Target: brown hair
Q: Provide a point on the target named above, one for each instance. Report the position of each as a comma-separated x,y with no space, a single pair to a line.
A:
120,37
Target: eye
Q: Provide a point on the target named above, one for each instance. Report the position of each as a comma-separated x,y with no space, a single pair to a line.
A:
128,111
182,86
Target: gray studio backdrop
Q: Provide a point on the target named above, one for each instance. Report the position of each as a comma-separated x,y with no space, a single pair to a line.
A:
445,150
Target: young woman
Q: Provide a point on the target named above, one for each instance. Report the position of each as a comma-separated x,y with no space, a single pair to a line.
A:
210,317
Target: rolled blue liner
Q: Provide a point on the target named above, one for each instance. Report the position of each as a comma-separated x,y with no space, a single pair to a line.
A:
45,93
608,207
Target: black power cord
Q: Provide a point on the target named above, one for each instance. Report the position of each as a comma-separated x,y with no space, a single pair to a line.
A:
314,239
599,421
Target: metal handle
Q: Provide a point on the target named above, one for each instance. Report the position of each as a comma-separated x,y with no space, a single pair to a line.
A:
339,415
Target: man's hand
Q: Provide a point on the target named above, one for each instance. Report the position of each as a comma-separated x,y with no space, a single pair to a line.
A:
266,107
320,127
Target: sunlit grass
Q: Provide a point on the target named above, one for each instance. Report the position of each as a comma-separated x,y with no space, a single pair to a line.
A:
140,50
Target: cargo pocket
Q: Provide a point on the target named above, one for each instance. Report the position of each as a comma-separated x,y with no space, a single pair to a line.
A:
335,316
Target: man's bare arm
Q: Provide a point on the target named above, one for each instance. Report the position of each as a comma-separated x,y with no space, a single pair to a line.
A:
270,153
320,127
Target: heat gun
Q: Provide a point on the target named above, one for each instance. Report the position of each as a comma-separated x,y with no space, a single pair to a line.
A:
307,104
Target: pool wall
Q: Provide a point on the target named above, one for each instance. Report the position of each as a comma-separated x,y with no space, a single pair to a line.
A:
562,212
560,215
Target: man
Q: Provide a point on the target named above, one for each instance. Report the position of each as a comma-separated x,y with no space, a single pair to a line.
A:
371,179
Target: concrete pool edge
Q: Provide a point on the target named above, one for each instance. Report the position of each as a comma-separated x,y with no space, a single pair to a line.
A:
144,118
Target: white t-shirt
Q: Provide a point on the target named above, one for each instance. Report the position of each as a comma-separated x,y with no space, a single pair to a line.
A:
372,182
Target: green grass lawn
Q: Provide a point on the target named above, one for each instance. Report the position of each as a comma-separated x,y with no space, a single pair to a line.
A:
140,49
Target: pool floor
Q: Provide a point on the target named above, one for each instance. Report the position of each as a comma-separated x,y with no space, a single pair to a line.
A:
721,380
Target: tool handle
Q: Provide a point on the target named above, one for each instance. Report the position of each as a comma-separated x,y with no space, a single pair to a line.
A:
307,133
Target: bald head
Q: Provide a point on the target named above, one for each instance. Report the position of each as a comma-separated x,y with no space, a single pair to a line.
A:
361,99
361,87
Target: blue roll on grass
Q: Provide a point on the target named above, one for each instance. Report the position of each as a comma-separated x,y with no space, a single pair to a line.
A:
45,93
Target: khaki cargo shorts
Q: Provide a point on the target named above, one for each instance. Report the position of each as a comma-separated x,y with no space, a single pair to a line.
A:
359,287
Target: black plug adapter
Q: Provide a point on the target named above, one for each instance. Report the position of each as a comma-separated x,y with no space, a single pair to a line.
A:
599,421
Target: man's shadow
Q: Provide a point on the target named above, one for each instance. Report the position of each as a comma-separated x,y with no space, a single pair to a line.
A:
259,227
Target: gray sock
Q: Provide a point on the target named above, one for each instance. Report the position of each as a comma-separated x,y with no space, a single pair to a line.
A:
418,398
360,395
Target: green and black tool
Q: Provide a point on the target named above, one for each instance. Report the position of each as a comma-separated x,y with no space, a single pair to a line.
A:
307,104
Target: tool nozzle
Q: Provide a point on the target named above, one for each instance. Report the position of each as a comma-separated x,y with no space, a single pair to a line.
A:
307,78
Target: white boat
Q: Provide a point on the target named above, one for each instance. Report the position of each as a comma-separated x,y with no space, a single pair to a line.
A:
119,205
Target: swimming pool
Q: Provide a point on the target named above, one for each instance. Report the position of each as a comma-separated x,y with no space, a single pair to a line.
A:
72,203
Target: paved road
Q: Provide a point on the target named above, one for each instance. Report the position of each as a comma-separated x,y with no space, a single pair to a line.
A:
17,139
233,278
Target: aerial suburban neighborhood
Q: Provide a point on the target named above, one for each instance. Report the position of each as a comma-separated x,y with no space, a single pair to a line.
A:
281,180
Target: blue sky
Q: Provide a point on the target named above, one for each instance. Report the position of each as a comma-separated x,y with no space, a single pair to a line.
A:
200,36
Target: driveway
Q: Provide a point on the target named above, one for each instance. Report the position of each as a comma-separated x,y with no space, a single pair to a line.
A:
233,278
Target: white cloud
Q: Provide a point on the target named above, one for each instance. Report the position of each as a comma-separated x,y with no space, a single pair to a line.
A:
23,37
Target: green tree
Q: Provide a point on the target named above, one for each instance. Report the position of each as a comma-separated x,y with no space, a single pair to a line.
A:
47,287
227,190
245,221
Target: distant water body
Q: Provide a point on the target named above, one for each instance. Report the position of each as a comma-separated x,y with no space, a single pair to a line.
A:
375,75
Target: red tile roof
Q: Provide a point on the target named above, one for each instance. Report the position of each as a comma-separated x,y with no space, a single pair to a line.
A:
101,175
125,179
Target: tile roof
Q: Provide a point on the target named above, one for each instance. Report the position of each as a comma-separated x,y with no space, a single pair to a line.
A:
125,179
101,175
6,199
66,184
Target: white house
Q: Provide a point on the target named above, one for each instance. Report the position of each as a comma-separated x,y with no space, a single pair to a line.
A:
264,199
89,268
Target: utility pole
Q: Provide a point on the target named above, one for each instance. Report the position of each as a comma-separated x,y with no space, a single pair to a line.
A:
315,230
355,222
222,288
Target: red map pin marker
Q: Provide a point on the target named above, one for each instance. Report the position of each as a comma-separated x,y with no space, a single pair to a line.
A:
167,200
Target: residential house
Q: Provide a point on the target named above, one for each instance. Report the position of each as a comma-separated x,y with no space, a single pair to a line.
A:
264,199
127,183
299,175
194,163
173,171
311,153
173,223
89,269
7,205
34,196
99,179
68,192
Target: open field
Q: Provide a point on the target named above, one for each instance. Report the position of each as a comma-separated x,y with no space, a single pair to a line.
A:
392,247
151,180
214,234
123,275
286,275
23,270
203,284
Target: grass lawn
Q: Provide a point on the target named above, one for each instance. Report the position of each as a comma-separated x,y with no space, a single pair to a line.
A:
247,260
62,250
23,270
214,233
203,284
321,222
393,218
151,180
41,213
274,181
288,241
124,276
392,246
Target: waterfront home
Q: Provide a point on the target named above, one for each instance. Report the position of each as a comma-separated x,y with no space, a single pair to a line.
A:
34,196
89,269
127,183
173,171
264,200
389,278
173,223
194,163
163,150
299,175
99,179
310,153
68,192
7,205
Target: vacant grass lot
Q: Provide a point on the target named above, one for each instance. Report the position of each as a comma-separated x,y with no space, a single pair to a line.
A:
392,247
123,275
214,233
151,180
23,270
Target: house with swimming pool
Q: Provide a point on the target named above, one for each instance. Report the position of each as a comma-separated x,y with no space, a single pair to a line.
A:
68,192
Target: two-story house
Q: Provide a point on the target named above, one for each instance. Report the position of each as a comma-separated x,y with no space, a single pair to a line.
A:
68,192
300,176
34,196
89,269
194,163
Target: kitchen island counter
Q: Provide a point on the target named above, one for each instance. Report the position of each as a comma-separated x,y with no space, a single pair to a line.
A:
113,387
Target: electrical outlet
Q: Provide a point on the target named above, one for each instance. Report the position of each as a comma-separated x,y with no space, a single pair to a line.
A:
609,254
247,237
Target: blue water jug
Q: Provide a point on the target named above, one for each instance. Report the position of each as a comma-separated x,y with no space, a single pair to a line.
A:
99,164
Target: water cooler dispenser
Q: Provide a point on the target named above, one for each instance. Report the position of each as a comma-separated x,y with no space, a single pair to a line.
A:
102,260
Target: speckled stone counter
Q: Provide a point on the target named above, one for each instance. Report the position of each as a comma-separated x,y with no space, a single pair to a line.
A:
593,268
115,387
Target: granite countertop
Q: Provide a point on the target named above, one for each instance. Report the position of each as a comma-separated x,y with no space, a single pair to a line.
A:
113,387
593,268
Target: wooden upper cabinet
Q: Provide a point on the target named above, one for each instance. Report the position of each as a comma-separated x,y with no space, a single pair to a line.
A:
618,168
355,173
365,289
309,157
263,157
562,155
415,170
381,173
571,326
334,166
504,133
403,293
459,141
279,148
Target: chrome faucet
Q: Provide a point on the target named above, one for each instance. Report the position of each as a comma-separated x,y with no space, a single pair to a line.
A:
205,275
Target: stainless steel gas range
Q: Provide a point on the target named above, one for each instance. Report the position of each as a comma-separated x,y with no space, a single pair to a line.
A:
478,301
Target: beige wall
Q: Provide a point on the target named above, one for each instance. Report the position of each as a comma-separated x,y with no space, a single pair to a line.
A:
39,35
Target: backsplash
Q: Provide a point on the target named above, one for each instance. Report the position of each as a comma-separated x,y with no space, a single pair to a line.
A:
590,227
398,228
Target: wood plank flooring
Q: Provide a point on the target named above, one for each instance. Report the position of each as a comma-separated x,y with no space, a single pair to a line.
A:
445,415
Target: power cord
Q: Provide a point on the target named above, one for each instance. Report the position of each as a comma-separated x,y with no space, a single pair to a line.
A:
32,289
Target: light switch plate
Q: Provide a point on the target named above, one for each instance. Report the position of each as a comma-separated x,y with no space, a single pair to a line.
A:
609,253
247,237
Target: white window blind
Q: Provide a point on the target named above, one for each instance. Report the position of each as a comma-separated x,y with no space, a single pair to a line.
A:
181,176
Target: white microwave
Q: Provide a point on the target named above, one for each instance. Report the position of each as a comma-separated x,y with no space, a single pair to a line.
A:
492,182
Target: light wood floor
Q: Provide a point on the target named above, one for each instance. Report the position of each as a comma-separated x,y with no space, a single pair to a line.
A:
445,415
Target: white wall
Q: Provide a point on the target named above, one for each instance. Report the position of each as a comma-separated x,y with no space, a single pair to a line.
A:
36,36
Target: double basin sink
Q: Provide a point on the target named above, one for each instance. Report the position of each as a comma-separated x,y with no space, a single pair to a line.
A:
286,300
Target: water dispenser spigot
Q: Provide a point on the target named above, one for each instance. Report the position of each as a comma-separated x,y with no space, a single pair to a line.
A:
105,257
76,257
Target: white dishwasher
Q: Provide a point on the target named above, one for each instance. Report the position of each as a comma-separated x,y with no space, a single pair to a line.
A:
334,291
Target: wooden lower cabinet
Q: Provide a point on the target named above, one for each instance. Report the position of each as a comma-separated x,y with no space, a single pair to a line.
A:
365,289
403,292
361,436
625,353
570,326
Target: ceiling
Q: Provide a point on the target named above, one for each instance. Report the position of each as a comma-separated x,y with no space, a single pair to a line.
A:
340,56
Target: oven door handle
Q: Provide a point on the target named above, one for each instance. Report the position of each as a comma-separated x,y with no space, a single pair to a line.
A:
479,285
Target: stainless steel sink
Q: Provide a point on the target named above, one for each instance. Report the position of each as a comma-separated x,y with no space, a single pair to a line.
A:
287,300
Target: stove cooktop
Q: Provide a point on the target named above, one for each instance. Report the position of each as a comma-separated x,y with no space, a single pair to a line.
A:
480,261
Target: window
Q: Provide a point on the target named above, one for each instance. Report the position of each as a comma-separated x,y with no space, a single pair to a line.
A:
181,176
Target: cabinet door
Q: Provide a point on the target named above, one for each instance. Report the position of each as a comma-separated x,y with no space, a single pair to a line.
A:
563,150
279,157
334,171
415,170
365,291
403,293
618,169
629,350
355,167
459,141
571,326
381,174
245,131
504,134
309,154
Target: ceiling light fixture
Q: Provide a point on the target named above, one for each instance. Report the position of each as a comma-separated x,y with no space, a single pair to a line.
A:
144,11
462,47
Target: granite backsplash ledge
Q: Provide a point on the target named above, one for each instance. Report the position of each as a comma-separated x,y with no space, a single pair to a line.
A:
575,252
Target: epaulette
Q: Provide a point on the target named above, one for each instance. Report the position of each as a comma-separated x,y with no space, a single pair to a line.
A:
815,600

=-=-=-=-=

• **What you need to do**:
Search the records for the string "black" and return every line in which it occurs.

• **Reply to the task**:
Target: black power cord
Target: black plug adapter
Target: green and black tool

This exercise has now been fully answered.